**DATA FOR PROCESSING**:
^^^^
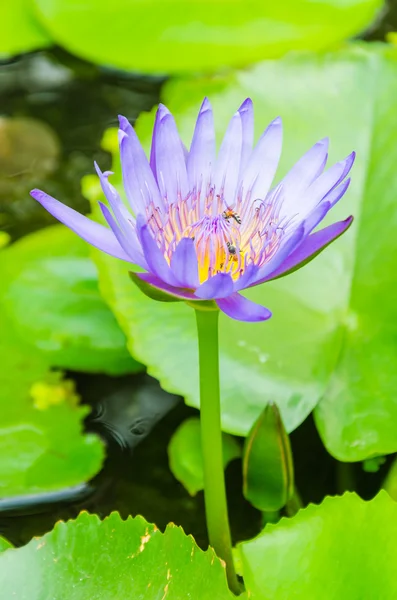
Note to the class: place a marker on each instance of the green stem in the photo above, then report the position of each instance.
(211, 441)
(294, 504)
^^^^
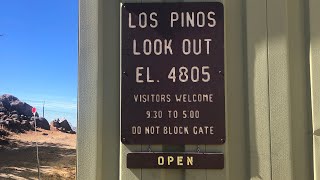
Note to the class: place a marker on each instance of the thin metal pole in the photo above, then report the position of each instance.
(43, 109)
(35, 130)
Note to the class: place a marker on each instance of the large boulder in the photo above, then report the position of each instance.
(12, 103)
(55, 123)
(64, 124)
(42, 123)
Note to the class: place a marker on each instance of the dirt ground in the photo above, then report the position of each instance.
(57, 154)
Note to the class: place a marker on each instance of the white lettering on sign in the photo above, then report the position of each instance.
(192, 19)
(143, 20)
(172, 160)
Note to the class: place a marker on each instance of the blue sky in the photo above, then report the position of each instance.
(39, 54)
^^^^
**PROMPT**: Pull out each line of the records above that contains the word "position", copying every such line in full.

**SOLUTION FOR THIS TASK**:
Note to the class: place a marker on each instance of the green stem in the photo above, then report the position of each instance.
Note to the class: place a marker on each instance of the thin metal pole in the photo above, then report the position of each instance.
Note to the class: place a marker on each instance of the large boulder in the photo above, then report the position of each instance.
Note to the class: place a marker on each instance of the dirt ground in the photo above, then report the position of each instance.
Note to the class: place a marker on each instance of the white lettering on sign in the photo above, then report the position of each instance.
Note to the class: place a marker on each instance of the blue sky in the photo above, then report the position of each instance.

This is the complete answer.